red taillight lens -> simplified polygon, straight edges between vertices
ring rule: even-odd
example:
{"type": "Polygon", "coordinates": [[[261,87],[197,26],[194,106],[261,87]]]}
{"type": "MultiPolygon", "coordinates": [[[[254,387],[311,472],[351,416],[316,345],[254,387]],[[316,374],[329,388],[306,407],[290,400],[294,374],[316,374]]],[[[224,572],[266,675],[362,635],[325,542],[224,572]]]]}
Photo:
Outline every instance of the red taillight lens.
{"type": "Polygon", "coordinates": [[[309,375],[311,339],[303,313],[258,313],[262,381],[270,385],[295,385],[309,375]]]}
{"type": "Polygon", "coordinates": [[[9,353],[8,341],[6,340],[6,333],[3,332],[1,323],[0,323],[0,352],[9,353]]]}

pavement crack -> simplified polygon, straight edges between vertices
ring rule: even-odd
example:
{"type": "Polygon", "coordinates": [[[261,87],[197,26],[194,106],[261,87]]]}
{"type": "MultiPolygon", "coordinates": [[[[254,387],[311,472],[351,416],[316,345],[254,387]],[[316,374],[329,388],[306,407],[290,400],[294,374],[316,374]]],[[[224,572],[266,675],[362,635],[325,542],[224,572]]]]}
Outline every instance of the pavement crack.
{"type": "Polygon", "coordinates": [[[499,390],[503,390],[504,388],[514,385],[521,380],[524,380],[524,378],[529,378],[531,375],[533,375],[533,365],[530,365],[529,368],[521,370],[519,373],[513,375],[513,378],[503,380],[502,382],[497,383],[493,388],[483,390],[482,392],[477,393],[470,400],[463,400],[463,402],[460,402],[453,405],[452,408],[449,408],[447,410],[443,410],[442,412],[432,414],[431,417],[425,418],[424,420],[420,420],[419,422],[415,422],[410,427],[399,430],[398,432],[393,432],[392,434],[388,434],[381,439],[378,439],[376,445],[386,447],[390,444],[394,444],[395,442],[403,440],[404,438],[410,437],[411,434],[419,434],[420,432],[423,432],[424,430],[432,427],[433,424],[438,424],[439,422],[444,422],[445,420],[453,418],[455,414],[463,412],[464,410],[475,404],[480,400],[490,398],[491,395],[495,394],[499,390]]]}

• • • •

• **IL TUO COMPITO**:
Trova tutte le righe qui sopra che contengono la parola "straight" e copiale. Maiuscole e minuscole fanno differenza.

• **RISPOSTA**:
red taillight lens -> simplified polygon, straight edges between vertices
pavement crack -> simplified polygon, straight edges between vertices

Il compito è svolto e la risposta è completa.